Natural language region descriptions:
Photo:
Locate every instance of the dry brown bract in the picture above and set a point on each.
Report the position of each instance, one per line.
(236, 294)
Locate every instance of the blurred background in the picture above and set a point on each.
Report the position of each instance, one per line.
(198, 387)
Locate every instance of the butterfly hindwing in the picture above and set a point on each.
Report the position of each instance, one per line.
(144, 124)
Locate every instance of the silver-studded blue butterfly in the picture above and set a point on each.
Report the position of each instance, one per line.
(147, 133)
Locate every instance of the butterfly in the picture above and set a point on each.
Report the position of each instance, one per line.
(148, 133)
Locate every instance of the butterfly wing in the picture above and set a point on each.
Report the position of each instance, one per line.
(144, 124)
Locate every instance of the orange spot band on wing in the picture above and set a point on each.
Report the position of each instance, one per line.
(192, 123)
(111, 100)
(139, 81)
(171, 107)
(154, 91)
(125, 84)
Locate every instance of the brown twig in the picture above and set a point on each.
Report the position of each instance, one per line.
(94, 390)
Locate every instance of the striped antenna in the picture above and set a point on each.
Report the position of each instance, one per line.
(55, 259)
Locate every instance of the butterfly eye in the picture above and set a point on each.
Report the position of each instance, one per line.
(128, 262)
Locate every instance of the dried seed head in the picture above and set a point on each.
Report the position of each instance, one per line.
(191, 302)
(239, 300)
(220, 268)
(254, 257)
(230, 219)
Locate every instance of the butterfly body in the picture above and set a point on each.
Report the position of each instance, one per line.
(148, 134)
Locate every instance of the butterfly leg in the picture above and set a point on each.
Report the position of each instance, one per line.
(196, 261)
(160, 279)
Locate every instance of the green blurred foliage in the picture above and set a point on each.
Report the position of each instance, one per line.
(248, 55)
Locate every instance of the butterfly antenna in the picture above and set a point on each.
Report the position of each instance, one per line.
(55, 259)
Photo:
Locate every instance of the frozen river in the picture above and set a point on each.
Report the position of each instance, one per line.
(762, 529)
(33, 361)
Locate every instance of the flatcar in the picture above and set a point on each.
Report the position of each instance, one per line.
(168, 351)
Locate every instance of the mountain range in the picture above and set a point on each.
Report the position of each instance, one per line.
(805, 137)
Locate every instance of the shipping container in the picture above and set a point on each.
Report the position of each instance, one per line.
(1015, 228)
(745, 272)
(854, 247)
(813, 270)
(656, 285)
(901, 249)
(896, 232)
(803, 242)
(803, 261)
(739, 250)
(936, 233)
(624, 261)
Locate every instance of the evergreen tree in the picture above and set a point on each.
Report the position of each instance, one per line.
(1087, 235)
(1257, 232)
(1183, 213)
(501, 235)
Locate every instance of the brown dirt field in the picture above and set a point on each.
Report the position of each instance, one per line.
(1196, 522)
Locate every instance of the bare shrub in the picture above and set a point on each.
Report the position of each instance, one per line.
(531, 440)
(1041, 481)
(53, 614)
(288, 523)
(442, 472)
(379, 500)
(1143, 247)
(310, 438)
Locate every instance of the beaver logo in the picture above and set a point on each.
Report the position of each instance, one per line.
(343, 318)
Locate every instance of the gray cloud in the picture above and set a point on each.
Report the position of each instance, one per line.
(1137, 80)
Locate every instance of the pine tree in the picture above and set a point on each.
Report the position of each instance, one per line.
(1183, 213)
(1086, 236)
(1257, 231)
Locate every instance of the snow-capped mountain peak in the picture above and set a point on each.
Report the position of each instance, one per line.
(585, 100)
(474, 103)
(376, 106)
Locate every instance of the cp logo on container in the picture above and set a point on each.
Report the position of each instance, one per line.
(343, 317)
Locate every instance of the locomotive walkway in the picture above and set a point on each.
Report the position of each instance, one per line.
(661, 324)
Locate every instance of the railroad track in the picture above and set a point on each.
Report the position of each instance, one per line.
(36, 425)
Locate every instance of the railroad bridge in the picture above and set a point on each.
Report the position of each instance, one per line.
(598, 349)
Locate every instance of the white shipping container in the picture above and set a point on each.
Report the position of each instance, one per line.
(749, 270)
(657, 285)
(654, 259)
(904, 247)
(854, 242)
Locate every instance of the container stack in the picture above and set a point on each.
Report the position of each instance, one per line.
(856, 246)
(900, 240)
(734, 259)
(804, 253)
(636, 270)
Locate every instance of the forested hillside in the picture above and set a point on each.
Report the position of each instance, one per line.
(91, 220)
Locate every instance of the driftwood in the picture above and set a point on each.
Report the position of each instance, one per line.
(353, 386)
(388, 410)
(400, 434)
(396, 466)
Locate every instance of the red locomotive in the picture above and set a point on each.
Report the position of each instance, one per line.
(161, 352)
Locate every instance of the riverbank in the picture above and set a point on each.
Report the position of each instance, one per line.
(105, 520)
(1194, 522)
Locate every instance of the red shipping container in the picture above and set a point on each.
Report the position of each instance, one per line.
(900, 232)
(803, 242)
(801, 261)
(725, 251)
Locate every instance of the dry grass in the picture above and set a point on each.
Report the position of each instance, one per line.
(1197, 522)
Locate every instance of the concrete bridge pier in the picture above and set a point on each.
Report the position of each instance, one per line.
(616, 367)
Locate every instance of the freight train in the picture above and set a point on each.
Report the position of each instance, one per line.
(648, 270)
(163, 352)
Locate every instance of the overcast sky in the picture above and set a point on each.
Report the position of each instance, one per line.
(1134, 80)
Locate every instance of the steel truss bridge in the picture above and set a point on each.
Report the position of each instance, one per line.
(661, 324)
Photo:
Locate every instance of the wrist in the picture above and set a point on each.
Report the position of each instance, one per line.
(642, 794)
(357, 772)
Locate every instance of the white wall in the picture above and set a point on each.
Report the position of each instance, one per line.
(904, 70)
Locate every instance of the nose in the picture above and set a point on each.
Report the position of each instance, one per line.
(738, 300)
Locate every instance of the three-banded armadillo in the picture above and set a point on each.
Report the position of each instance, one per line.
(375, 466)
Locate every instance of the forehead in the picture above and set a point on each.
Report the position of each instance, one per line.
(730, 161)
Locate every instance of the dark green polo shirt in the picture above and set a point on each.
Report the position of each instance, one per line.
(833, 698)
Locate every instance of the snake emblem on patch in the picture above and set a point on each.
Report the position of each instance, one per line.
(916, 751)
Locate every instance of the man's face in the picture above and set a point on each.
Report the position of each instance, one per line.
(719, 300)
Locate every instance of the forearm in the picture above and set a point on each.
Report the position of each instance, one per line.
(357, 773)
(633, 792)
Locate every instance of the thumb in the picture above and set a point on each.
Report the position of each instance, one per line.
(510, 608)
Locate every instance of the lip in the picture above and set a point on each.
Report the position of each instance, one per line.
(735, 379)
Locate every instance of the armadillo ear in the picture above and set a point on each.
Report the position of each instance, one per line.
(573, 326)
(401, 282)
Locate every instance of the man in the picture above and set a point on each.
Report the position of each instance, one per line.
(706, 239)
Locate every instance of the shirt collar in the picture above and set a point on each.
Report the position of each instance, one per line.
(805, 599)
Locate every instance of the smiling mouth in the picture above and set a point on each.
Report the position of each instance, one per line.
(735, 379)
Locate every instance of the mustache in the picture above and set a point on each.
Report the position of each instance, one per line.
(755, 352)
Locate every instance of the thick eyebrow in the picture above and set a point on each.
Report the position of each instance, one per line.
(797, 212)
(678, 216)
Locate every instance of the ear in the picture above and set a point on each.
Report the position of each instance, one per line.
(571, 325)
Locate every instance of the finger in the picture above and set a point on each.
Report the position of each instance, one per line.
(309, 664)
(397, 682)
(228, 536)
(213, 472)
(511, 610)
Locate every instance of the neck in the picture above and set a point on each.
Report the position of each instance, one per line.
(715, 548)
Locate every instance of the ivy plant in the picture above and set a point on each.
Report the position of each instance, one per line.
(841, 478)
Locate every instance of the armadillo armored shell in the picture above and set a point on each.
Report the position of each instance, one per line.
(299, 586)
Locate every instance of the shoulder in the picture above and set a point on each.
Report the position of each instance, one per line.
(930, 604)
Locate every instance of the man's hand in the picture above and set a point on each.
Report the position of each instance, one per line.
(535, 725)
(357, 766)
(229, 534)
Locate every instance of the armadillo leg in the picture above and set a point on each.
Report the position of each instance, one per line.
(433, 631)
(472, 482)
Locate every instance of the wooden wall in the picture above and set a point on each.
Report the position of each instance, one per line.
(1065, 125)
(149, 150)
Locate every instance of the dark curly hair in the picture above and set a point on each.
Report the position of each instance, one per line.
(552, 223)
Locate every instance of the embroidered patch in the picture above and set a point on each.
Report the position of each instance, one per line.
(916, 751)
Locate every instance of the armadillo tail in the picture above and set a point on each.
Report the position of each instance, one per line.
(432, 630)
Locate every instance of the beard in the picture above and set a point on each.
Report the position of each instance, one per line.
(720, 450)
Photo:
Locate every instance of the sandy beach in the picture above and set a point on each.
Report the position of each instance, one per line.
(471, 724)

EXERCISE DESCRIPTION:
Your task is to copy each line of the data above that holds "bridge".

TASK RESULT:
Locate every instance of the railroad bridge in the picture above and set a point on each.
Locate every instance of the concrete bridge pier in the picture above and set a point on each.
Locate every instance of the steel truss bridge in the picture above and set a point on each.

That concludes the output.